=== SUPPLIED MATERIAL ===
======
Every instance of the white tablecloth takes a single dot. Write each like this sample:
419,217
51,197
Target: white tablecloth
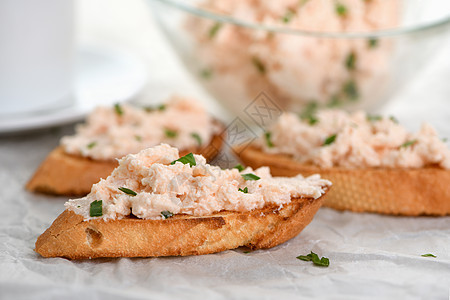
======
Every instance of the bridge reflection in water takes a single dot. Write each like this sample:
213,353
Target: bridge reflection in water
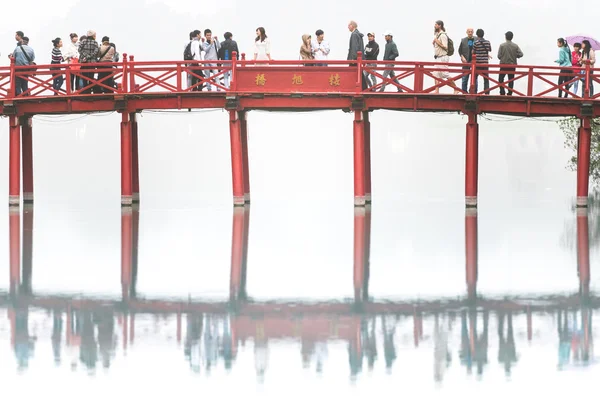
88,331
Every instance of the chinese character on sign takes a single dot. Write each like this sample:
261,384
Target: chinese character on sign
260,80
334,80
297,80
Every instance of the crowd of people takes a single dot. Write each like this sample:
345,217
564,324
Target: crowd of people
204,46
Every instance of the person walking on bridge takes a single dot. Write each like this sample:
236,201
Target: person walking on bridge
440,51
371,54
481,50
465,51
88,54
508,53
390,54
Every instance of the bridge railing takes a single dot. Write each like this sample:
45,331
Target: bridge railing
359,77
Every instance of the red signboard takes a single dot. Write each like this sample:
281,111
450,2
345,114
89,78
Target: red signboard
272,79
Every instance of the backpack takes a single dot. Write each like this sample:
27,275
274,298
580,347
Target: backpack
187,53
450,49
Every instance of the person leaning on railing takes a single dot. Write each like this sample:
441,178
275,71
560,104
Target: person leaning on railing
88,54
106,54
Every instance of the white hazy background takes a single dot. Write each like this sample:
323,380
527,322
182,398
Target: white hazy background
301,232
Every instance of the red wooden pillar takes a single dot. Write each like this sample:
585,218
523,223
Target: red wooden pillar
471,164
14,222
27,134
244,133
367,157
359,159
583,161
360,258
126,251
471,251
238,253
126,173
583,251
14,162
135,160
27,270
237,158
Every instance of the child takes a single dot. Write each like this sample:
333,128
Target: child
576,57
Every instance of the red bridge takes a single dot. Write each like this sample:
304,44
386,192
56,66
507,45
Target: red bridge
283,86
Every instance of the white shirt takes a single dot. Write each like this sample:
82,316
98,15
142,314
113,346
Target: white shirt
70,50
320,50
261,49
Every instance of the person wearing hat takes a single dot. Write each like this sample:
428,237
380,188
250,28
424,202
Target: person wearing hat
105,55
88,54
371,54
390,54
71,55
======
=== WHAT THE EXERCISE ASKS ===
Pick out every line above that contains the word "people", and copy each one in full. Matching is case-sensitive.

=== WRITTEN REPLY ===
Every instance of the crowd of people takes a single dot. Write each like this sample:
Target: crowd of people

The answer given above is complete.